## REQUIREMENT
List every line of the listing below that contains the word "grass", matching case.

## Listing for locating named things
= = =

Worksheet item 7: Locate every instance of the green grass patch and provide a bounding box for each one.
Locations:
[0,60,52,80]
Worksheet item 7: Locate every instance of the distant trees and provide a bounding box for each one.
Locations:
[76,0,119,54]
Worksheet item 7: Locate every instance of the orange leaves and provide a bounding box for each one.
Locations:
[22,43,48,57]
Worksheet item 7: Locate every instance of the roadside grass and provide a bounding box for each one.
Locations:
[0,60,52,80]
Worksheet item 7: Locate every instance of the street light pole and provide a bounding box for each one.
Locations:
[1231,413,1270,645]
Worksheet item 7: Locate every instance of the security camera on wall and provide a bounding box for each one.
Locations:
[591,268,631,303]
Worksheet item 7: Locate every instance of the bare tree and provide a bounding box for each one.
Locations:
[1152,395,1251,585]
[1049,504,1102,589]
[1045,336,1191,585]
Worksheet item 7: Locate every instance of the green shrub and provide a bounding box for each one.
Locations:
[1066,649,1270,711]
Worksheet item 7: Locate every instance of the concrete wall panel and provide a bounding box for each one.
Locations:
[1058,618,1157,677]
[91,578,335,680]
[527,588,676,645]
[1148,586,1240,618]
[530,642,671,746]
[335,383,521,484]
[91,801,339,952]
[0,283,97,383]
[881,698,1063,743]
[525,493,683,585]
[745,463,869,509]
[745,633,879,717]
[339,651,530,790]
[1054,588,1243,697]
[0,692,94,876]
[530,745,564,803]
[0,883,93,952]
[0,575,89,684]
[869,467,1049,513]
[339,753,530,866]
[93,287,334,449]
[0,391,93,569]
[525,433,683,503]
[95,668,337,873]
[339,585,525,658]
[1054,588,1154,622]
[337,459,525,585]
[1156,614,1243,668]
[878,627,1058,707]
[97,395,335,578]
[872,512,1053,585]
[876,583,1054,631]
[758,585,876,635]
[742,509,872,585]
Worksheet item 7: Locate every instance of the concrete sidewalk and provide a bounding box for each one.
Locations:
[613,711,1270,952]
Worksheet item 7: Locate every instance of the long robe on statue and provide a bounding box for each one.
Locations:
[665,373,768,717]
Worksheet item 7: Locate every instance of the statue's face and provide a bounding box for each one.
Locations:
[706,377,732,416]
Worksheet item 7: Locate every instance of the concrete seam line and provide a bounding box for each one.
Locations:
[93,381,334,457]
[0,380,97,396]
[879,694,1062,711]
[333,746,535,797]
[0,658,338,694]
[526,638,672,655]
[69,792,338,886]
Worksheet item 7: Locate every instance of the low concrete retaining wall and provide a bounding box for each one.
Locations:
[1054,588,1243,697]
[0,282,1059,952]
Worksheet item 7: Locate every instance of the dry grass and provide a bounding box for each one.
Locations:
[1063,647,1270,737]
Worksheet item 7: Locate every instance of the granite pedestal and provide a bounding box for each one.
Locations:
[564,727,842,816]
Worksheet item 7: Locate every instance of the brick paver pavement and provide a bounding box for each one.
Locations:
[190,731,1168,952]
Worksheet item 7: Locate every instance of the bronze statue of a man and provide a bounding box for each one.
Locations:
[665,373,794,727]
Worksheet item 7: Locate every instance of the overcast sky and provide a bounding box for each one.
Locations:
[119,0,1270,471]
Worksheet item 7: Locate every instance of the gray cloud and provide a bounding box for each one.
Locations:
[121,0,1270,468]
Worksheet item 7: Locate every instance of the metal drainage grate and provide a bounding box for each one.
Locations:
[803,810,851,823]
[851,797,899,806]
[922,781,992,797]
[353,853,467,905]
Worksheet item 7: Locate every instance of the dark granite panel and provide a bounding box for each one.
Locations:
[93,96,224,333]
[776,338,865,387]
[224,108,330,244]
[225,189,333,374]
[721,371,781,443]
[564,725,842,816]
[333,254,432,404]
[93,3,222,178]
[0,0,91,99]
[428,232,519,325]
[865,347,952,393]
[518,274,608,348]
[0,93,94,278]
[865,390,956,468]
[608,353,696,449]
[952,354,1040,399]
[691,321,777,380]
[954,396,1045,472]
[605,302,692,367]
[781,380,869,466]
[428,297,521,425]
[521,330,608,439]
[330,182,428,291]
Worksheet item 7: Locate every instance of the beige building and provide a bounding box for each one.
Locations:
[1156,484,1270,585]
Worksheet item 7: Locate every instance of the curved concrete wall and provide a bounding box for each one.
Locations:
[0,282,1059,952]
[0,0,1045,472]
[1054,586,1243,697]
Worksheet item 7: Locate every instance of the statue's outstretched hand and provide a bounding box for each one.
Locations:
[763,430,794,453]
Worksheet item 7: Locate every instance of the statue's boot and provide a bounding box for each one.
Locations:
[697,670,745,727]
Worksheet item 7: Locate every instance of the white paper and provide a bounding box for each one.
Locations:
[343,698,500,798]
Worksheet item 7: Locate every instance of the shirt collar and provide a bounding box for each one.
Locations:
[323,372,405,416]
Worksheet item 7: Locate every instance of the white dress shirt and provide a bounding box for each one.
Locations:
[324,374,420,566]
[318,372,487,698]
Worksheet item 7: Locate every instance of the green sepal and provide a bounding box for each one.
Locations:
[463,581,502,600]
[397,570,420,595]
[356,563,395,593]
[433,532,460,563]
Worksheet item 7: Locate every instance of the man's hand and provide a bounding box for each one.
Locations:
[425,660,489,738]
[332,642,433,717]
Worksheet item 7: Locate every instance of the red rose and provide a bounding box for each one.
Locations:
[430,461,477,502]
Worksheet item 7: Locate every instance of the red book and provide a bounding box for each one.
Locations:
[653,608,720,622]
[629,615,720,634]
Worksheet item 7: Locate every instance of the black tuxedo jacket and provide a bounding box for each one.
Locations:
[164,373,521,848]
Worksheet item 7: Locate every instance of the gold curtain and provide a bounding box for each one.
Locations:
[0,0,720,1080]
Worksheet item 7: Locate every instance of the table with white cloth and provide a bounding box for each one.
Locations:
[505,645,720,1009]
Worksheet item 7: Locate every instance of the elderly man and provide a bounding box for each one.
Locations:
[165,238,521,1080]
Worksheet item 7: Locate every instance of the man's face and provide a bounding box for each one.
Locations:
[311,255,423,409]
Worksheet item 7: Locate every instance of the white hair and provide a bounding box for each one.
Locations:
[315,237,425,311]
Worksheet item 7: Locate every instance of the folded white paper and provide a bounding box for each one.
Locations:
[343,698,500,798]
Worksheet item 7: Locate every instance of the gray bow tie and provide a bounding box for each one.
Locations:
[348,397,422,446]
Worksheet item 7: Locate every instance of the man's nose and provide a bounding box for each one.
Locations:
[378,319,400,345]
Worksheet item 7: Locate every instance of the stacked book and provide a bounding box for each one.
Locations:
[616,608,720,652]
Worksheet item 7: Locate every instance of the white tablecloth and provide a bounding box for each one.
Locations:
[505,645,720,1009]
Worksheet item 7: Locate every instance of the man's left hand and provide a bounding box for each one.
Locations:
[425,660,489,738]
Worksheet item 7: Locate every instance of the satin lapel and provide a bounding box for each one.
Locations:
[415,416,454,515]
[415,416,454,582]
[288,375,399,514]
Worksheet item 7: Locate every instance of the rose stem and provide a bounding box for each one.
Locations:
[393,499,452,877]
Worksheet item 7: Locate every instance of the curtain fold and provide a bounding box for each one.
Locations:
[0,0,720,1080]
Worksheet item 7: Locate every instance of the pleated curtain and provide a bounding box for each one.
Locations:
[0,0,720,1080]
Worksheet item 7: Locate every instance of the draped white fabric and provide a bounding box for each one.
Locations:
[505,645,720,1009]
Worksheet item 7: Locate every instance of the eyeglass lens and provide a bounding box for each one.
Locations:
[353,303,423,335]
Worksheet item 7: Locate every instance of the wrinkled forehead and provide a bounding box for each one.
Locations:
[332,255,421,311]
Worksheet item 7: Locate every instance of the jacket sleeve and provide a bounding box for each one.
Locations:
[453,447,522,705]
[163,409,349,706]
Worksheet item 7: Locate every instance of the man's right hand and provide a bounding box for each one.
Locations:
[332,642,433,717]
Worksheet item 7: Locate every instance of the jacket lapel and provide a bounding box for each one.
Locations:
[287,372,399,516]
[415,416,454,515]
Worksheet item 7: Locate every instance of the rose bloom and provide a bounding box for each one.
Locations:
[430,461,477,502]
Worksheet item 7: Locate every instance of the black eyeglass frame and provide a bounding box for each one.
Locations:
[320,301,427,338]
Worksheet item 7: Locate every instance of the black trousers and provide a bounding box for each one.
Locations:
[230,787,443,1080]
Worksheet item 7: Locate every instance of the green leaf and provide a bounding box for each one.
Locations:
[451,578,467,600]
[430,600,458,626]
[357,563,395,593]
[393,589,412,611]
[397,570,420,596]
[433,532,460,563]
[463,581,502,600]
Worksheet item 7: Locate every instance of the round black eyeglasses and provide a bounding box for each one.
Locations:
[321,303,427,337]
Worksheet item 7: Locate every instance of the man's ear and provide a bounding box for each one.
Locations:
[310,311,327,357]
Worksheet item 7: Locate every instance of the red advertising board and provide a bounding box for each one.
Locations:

= = =

## FINAL RESULT
Worksheet item 7: Locate every instance of the green grass patch and provide a bounding box for each one.
Worksheet item 7: Locate every instance of the roadside grass and provide a bounding box for each one.
Worksheet item 7: Locate every instance of the dry grass and provide a bounding box for each one.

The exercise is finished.